→ **Exercise description**: In the cancer clustering passage below, list every cancer type whose top_BP_difference entry is label_propagation.

The MWMM approach is developed using BRCA as training data set. Can this approach also applied to some test data sets and achieve similar clustering results in terms of mathematical cluster traits and biological meaning? To answer this question, we ran MWMM approach and other six foregoing clustering algorithms on other 14 cancer types: Bladder Urothelial Carcinoma (BLCA), Colon adenocarcinoma (COAD), Esophageal carcinoma (ESCA), Head and Neck squamous cell carcinoma (HNSC), Kidney Chromophobe (KICH), Kidney renal clear cell carcinoma (KIRC), Kidney renal papillary cell carcinoma (KIRP), Liver hepatocellular carcinoma (LIHC), Lung adenocarcinoma (LUAD), Lung squamous cell carcinoma (LUSC), Prostate adenocarcinoma (PRAD), Stomach adenocarcinoma (STAD), Thyroid carcinoma (THCA), and Uterine Corpus Endometrial Carcinoma (UCEC). Similar to BRCA, the input table of the 14 cancer types exemplified in Table 1 were derived from results of our previous study [18].

summary of which clustering approaches achieve the highest difference of intra-cluster and inter-cluster average GO similarity distance score in three GO term categories in 15 cancer types

cancer_type | top_BP_difference | top_CC_difference | top_MF_difference |
---|---|---|---|

BLCA | MWMM | MWMM | MWMM |

BRCA | MWMM | MWMM | MWMM |

COAD | MWMM | edge_betweenness | leading_eigen |

ESCA | label_propagation | MWMM | MWMM |

HNSC | MWMM | MWMM | MWMM |

KICH | MWMM | MWMM | MWMM |

KIRC | MWMM | MWMM | MWMM |

KIRP | MWMM | MWMM | MWMM |

LIHC | MWMM | MWMM | MWMM |

LUAD | MWMM | MWMM | MWMM |

LUSC | label_propagation | MWMM | MWMM |

PRAD | MWMM | leading_eigen | MWMM |

STAD | MWMM | MWMM | MWMM |

THCA | label_propagation | MWMM | MWMM |

UCEC | label_propagation | MWMM | MWMM |

## Discussion

There are some miRNA-mRNA clustering studies, however, these studies did not focus on the expression correlation coefficient changes of miRNA-mRNA pairs that are inverse from in normal to in tumor. The miRNAs and mRNAs can be clustered based on their expression correlation coefficient changes under the assumption that the changes are not random but caused by factors involved in cancer development. Hence, we tried to capture and cluster these miRNA-mRNA interactions.

→ **Listed entries**:
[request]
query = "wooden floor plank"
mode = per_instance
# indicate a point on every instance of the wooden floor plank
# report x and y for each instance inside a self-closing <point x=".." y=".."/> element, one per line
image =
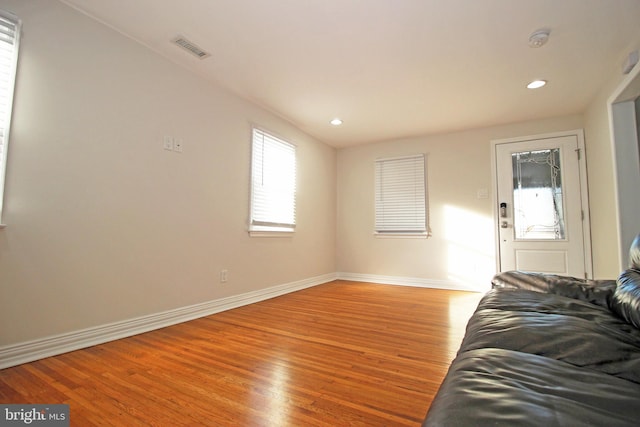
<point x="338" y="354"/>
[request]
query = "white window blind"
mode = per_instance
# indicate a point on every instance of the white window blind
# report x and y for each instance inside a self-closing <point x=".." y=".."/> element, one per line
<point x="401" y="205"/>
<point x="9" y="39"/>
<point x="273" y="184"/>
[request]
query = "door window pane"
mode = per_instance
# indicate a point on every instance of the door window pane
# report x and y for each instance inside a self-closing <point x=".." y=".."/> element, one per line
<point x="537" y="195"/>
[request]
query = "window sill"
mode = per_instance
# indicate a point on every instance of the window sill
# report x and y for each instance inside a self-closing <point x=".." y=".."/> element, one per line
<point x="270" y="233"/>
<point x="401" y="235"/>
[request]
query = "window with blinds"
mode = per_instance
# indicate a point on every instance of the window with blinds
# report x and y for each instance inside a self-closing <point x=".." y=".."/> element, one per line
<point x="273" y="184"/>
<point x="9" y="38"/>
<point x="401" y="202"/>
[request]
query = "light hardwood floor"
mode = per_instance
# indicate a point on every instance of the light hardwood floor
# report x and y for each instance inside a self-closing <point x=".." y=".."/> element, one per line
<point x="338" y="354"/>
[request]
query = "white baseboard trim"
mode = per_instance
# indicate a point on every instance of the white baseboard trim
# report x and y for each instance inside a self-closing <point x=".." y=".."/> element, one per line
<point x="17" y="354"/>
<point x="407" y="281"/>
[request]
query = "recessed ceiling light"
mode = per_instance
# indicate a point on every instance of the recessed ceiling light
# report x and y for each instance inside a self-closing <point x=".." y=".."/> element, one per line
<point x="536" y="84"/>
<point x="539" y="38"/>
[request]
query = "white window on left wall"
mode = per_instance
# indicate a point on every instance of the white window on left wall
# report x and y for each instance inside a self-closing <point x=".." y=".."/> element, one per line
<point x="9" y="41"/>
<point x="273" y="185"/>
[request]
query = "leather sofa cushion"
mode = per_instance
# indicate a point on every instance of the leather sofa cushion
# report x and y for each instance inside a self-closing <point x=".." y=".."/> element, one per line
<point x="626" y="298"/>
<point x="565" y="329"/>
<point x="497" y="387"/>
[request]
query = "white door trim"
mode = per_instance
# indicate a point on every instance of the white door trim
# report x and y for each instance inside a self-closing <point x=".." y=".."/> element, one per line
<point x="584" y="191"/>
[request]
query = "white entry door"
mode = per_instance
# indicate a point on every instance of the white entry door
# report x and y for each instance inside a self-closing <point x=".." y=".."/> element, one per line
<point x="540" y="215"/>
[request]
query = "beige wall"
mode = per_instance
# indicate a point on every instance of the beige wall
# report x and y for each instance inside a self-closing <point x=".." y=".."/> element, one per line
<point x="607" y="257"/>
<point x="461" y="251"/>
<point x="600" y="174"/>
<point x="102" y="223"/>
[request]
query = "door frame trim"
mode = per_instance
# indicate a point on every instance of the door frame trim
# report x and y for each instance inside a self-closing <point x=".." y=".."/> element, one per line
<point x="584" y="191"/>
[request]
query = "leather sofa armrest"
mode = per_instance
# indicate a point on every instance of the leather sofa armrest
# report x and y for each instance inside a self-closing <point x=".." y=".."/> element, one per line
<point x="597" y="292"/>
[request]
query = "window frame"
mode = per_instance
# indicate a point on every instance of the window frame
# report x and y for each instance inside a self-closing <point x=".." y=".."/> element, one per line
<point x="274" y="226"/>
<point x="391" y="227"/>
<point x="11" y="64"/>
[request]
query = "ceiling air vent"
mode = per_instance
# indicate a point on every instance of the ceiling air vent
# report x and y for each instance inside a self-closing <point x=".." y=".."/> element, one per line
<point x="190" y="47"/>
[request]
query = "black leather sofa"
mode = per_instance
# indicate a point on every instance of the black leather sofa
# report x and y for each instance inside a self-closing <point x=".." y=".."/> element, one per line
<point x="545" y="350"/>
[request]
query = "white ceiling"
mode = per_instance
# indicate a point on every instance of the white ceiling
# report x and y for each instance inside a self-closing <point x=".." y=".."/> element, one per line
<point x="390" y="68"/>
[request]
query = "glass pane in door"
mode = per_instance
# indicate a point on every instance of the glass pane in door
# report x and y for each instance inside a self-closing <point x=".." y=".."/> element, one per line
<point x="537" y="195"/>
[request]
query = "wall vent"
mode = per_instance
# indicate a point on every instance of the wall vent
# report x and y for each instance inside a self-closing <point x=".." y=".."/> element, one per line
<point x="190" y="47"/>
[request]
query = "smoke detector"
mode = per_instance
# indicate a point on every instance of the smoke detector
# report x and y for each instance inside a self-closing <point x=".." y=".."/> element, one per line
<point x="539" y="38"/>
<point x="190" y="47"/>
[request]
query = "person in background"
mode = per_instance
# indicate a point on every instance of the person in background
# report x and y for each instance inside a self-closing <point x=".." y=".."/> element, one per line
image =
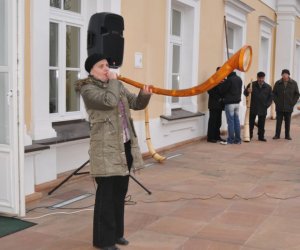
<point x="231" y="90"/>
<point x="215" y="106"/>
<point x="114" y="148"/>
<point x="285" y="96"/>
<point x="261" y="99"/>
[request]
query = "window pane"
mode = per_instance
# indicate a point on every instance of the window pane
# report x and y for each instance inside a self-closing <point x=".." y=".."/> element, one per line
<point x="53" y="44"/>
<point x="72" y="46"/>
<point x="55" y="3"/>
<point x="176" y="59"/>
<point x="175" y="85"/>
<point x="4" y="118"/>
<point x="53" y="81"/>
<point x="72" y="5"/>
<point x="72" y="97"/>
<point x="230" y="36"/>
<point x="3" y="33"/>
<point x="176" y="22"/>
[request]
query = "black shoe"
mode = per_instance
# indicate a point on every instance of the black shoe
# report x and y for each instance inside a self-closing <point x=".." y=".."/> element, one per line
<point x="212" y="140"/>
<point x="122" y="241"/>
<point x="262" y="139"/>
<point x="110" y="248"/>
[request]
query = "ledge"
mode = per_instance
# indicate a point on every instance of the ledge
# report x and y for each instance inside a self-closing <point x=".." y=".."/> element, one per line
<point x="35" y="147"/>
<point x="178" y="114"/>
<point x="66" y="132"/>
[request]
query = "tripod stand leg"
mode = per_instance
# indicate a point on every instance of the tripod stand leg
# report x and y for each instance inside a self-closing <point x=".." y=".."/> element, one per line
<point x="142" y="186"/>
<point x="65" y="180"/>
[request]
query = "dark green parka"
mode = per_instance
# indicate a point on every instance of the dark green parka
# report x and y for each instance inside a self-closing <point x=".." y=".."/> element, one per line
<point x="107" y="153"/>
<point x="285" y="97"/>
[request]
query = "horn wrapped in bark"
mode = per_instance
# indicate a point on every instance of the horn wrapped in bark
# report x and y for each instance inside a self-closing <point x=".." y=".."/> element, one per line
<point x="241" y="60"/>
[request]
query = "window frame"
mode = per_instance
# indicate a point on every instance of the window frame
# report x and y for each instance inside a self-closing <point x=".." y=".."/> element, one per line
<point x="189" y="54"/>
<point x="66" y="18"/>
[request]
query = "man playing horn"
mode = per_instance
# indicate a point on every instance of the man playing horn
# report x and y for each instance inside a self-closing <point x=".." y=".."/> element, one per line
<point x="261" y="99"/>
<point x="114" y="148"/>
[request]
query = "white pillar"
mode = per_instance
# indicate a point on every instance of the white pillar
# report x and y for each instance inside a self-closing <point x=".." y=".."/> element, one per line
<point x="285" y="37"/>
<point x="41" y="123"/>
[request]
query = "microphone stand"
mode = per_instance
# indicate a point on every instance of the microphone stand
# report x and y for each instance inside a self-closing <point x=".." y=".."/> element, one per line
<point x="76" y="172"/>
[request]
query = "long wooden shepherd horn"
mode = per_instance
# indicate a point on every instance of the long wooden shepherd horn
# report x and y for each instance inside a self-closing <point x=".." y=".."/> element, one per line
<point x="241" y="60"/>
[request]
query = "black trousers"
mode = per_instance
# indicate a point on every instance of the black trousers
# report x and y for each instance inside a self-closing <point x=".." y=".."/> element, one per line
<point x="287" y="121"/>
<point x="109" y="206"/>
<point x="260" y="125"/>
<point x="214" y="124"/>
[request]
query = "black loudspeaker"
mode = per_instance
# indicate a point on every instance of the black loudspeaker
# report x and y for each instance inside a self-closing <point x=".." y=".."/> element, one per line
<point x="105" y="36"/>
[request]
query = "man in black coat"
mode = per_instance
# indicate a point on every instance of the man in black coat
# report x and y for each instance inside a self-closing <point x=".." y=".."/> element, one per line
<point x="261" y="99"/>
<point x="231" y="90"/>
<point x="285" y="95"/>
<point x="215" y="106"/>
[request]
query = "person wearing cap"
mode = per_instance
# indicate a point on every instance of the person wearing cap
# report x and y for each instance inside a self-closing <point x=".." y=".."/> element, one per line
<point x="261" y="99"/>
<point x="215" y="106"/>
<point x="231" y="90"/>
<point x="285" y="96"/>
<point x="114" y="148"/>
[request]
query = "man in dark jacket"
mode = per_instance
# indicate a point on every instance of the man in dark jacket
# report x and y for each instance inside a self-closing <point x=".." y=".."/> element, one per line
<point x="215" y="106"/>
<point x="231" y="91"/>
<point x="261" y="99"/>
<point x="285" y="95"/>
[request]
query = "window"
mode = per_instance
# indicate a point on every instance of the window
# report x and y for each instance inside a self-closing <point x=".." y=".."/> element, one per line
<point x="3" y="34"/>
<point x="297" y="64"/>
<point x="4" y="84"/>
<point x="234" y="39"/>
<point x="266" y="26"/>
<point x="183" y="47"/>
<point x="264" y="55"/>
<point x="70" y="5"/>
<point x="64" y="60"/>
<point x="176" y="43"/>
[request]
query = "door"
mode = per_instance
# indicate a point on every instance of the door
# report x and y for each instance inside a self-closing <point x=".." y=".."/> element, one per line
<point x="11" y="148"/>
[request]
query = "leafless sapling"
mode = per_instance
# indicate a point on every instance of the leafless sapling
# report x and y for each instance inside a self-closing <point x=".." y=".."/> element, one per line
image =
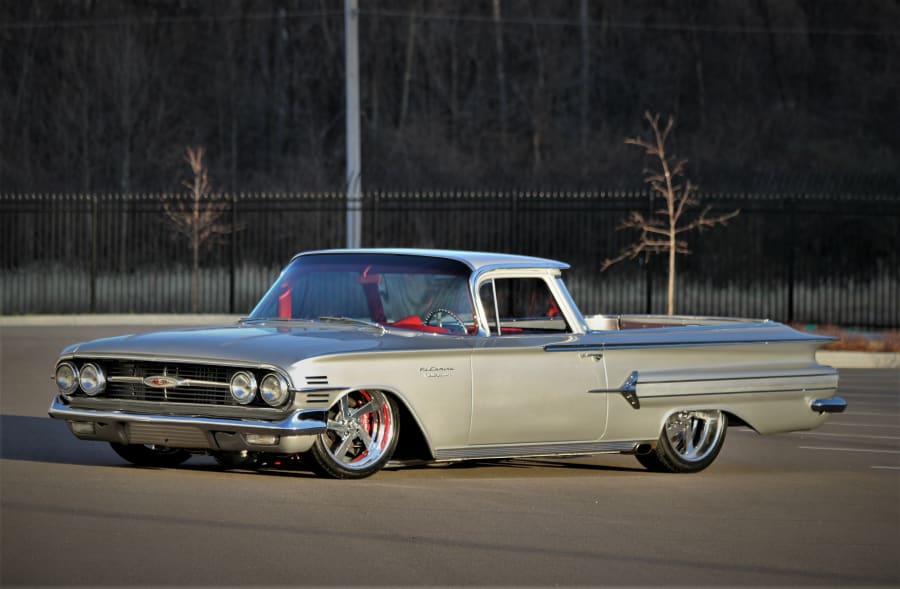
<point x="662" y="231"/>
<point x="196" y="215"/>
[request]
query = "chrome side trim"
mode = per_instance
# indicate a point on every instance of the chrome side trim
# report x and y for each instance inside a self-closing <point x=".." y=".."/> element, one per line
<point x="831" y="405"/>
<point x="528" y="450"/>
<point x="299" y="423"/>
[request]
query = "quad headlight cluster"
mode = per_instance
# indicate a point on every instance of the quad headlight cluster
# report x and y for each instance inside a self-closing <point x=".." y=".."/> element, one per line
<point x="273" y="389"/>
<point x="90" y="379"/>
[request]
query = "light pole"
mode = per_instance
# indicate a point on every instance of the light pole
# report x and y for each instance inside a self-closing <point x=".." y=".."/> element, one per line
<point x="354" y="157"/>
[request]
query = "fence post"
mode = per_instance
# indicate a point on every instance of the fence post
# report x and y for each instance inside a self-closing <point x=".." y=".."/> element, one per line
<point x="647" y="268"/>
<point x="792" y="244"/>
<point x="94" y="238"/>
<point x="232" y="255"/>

→ **Result**: ESCA, LUSC, THCA, UCEC